EXERCISE.
Reproduce the data below verbatim, beginning at the line that contains "carved stone finial" and ending after the line that contains "122], [1024, 434]]".

Point annotation data:
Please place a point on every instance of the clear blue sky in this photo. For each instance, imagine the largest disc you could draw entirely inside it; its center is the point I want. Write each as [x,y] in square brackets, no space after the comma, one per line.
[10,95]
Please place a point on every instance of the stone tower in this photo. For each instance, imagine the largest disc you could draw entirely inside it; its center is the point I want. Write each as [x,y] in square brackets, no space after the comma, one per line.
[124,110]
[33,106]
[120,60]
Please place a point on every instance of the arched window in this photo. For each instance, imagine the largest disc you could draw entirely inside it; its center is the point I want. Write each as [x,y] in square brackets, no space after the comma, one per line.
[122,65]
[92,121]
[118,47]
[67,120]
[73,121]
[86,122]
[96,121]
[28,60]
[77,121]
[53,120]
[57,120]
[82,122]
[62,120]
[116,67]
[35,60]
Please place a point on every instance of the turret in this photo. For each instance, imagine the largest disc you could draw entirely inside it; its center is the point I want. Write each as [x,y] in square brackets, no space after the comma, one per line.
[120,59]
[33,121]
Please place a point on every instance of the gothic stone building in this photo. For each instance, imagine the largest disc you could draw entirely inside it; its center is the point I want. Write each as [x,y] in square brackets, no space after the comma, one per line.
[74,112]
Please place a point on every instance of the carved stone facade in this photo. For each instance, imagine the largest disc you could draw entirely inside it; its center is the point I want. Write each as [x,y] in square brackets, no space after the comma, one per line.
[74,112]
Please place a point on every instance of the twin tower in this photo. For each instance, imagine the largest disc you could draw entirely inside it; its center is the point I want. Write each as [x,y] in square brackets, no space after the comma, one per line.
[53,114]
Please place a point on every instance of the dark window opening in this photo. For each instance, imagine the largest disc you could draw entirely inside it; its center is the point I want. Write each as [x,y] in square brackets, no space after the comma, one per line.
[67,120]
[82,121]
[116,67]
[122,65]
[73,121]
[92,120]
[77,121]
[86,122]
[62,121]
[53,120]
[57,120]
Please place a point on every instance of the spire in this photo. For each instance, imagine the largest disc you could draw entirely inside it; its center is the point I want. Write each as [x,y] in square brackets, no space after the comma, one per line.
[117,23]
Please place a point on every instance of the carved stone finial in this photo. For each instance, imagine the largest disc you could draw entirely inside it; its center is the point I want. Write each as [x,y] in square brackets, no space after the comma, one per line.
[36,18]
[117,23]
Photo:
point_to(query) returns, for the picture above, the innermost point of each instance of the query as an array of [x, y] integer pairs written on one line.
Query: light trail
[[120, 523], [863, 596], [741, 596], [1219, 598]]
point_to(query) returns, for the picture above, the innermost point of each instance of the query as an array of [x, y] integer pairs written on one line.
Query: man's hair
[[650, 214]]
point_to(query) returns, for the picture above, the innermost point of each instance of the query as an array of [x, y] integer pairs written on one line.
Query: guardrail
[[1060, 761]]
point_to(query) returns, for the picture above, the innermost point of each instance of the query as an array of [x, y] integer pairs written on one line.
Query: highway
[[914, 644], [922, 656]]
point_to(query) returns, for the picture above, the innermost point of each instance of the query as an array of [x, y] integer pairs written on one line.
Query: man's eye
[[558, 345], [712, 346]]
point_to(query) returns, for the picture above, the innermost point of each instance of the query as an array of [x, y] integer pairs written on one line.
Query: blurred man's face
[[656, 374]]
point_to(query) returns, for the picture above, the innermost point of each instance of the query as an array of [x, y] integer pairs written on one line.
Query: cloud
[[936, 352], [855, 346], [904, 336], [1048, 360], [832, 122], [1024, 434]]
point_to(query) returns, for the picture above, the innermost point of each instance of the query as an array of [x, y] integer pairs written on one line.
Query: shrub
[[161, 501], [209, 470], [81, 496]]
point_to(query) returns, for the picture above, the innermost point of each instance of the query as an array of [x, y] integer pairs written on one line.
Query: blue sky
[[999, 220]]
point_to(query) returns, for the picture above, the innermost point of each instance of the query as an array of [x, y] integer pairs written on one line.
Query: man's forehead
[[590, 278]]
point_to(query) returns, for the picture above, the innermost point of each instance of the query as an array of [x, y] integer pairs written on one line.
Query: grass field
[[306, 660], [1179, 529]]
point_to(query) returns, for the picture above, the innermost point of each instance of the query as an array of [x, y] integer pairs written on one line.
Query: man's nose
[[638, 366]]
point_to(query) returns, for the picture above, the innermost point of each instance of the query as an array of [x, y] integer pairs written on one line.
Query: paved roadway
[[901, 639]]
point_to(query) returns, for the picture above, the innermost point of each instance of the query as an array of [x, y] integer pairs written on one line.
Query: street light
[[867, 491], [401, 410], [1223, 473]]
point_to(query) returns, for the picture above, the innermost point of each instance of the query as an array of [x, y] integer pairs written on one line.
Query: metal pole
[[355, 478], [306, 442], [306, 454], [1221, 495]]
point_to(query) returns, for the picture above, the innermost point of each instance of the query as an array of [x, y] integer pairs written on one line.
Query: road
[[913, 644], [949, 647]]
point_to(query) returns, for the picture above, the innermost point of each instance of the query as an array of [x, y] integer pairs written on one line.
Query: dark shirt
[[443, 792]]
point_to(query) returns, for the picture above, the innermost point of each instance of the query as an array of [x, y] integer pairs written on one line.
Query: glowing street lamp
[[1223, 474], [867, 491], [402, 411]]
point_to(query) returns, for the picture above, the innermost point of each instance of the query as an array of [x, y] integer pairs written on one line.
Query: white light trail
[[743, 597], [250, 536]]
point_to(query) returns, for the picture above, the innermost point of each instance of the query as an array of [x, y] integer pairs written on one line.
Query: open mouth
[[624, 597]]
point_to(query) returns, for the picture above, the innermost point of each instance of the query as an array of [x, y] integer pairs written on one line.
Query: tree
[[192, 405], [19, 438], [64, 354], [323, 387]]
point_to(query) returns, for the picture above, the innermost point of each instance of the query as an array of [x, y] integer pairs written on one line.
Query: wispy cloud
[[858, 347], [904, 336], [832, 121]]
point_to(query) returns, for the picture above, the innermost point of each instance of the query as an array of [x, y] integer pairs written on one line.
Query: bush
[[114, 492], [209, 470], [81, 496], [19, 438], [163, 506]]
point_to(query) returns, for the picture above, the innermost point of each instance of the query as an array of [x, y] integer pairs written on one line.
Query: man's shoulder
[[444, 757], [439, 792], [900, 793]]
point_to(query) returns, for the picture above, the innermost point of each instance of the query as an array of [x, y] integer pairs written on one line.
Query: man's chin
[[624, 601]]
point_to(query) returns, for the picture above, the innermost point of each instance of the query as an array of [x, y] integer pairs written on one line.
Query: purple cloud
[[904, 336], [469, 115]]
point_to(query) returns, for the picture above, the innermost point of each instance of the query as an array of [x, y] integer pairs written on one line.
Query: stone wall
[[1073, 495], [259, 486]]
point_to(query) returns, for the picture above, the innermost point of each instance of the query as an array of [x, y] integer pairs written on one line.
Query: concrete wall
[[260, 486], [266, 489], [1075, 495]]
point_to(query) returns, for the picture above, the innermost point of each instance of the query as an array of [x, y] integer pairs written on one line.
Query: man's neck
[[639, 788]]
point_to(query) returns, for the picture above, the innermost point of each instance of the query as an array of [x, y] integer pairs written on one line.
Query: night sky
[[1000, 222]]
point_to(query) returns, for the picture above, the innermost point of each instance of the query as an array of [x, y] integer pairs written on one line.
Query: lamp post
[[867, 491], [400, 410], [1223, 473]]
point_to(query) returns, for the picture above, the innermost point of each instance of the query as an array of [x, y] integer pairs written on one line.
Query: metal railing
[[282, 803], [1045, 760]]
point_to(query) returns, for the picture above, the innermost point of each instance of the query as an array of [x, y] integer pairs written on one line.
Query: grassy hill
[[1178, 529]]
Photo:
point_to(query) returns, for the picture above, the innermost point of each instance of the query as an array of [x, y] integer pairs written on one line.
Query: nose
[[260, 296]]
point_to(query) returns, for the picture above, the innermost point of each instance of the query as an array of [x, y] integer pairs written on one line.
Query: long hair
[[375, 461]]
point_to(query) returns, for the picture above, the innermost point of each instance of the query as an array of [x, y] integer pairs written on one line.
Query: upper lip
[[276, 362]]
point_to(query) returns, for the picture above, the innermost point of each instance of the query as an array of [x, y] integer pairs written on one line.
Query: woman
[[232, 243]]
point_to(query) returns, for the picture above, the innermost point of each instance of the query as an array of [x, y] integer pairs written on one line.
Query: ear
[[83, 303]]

WORKED SOLUTION.
Please place a point on every instance of the carved stone finial in this photo. For each instance, imagine the largest disc you could draw entirely inside it; its center is the point I want. Write each as [x,y] in square brackets, no space after the comma, one per line.
[36,18]
[117,23]
Photo:
point_to(query) returns, for the picture above, the innermost point of each instance of the query as an array of [x, y] integer pairs written on one line.
Query: light trail
[[120, 523], [863, 596], [741, 596], [1219, 598]]
point_to(query) returns, for the picture above, the innermost point of each instance of the query as an array of [x, y] integer pairs written on one line.
Query: man's hair
[[650, 214]]
point_to(query) returns, for the picture above, the innermost point of each instance of the query as an array of [x, y] integer pairs written on one line.
Query: guardrail
[[1060, 761]]
point_to(query) returns, for the picture above, the innermost point of each instance of the query as an array of [x, y] integer pairs written on one line.
Query: highway
[[914, 644], [922, 656]]
point_to(query) returns, for the picture above, the innermost point of each instance of the query as an array of [x, y] integer pairs written on one line.
Query: man's eye
[[558, 345], [712, 346]]
point_to(query) returns, for the picture above, the innermost point of each instance of the query as an array of [x, y] integer pairs written on one line.
Query: blurred man's face
[[656, 374]]
point_to(query) returns, for the picture above, the innermost point of each instance of the query as an array of [x, y] integer pairs written on one line.
Query: cloud
[[936, 352], [855, 346], [904, 336], [1048, 360], [832, 122], [1024, 434]]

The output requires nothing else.